» TASK INSTRUCTIONS: From the records below, pull out and copy in full every line that contains the word "bridge". Case counts when matching.

[Recorded data]

>>>

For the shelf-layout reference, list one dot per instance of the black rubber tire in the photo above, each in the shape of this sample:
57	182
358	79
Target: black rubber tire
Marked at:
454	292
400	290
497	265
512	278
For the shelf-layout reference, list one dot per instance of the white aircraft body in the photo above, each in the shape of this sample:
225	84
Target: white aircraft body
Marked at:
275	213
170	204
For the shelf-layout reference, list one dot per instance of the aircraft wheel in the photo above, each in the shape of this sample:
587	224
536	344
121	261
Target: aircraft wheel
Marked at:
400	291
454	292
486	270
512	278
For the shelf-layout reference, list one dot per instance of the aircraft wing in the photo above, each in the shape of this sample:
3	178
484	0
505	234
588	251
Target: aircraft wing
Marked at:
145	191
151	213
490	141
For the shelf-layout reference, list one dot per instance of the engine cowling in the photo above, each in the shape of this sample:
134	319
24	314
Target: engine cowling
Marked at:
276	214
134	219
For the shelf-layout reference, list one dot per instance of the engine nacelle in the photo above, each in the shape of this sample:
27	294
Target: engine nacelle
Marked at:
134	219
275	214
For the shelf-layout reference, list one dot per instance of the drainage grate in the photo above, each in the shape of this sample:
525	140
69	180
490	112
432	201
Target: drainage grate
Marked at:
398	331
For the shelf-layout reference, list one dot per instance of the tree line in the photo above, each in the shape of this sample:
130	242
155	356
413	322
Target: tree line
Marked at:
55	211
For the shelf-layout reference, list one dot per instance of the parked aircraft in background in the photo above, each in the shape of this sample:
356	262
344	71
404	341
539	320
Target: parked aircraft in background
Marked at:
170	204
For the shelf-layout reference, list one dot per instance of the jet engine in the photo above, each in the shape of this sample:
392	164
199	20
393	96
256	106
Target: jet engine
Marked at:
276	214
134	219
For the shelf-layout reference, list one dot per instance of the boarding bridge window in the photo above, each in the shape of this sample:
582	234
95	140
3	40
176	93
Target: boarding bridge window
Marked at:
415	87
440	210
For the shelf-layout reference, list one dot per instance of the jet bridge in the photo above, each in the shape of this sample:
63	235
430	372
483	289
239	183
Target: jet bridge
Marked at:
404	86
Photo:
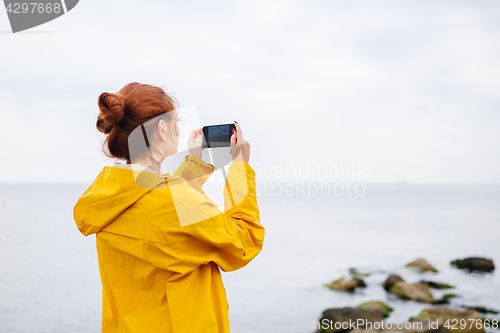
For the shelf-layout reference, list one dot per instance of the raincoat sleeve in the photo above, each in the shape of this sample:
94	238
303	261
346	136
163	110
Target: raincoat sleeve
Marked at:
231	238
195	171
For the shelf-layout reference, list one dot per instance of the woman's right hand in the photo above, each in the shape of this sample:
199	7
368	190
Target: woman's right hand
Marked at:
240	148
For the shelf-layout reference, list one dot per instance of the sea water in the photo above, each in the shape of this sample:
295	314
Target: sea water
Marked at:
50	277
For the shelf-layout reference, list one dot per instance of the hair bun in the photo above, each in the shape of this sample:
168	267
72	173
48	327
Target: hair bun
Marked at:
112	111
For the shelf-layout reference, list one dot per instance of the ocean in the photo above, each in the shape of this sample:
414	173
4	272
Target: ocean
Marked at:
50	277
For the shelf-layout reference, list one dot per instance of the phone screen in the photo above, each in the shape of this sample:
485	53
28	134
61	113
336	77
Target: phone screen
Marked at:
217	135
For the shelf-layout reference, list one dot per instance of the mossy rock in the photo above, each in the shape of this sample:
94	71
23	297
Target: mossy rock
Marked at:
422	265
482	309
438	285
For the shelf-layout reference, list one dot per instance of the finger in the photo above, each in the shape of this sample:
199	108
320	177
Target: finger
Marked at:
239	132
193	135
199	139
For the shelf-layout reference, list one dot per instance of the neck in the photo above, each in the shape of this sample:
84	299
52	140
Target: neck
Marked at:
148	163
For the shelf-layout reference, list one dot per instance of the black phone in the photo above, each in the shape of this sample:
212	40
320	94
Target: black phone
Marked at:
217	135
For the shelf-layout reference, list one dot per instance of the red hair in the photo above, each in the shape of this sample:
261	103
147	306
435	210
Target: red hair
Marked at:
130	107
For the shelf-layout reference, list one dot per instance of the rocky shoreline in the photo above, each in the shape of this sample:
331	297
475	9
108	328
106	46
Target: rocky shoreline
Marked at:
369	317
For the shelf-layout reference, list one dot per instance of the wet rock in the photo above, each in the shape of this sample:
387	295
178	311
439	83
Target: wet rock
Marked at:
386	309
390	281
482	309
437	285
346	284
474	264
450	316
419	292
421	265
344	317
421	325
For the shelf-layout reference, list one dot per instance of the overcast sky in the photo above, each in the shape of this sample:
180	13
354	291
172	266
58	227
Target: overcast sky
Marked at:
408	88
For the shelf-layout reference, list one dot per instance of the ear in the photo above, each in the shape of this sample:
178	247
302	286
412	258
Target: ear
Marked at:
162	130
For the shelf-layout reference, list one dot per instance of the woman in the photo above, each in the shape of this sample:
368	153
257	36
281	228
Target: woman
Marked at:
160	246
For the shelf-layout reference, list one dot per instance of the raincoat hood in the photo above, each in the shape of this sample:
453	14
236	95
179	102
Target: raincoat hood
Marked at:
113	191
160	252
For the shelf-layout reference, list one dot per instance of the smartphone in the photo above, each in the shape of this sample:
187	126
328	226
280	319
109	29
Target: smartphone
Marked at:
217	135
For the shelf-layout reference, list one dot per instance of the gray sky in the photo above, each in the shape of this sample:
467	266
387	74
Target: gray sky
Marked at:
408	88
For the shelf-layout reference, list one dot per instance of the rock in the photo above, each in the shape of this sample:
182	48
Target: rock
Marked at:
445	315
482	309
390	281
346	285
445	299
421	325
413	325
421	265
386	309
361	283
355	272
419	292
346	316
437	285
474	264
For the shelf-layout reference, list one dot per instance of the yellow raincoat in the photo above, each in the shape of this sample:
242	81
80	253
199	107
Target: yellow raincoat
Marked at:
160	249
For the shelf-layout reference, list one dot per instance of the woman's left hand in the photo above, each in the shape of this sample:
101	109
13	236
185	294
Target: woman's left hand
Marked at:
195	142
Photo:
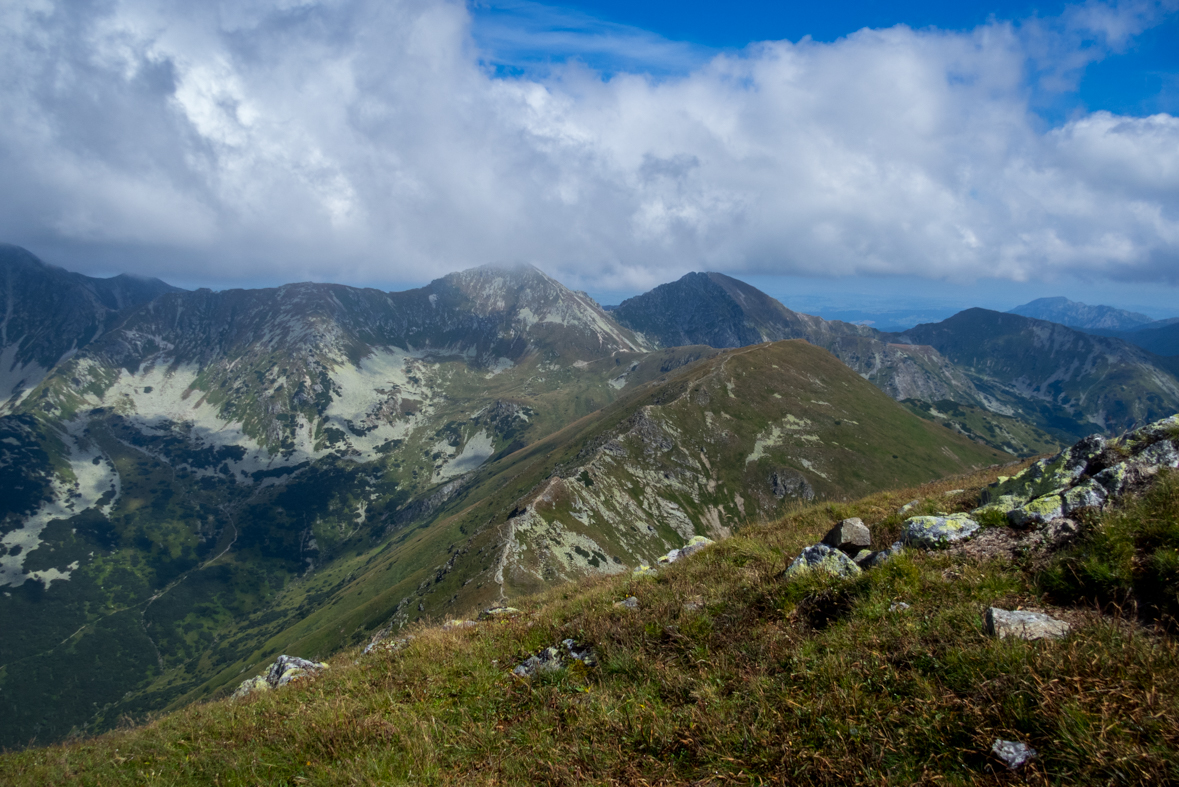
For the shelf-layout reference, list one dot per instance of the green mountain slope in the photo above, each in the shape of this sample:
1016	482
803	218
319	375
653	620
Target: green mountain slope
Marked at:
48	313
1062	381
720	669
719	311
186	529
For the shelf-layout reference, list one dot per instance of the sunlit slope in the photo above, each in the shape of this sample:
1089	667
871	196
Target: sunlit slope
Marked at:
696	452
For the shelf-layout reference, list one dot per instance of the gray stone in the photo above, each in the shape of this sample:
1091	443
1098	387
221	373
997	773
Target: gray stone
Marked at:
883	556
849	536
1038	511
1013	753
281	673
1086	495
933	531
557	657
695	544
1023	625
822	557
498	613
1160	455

<<<
>>>

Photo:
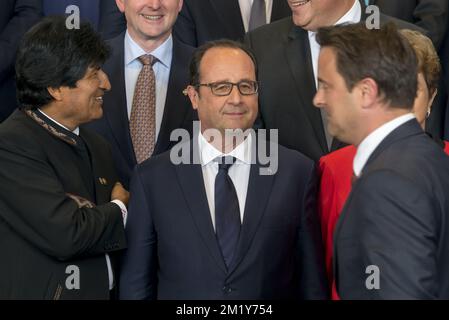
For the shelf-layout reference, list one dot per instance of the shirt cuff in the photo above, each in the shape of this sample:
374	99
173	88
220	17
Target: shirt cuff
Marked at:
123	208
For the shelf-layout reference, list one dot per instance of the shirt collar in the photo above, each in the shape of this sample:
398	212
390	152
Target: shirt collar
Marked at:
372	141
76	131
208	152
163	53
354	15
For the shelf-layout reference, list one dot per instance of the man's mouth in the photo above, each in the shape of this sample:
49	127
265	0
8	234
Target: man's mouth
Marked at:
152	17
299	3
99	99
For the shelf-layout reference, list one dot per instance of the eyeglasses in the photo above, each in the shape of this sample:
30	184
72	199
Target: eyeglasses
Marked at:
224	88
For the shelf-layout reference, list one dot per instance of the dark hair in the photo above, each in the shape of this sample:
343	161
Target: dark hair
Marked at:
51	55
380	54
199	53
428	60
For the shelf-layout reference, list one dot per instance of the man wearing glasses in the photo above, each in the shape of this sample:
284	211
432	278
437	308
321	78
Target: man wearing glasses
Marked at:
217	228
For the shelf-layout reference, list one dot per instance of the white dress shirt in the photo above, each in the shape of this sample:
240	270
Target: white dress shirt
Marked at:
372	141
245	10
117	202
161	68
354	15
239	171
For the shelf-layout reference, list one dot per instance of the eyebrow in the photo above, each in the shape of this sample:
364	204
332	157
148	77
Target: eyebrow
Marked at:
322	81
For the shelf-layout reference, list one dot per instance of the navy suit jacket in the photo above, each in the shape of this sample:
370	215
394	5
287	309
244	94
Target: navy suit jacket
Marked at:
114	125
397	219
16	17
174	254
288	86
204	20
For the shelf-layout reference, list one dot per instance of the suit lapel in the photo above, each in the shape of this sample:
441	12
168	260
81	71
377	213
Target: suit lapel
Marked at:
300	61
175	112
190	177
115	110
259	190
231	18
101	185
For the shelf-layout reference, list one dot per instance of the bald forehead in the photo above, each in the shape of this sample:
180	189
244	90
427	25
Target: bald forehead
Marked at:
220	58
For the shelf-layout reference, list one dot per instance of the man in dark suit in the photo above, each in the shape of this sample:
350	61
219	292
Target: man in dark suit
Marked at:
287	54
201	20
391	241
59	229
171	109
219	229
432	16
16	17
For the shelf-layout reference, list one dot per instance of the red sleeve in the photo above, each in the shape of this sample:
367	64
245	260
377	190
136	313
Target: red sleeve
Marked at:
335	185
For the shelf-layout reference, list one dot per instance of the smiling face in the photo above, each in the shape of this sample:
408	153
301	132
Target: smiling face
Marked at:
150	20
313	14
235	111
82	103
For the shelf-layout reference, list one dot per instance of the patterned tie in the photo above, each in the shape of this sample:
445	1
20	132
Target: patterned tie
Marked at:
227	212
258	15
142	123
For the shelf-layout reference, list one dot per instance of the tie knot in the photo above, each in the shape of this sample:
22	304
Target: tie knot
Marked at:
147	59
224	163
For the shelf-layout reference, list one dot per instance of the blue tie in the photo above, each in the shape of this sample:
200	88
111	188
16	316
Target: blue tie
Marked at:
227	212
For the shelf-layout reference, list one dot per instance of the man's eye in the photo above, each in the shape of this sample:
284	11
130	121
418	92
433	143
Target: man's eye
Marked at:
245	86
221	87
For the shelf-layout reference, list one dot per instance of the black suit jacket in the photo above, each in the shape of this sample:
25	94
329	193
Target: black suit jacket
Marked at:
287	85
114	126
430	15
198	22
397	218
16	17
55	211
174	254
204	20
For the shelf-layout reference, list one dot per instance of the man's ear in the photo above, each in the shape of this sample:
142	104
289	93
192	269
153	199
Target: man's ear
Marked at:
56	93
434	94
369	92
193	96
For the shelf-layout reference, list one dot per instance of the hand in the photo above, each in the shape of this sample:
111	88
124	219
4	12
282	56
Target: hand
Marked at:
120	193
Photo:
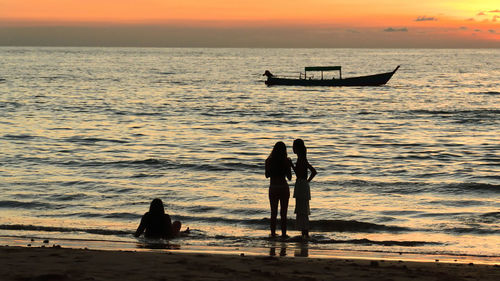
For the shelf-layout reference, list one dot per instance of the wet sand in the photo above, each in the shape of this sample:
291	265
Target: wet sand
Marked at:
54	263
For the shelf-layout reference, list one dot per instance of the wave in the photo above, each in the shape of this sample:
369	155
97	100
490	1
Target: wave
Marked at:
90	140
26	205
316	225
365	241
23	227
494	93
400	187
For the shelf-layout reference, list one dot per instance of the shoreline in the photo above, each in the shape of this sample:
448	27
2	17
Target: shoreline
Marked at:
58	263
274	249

<<<

» TASK OUTPUT:
For the shelf-layout reference, list one dot per instance of the boarding bridge window in the photo above, each in the shape of this sample:
Target: boarding bridge window
For the shelf-layout reference, list one dot per instance of the jet bridge in the photo above, each in the shape of this sample:
Target: jet bridge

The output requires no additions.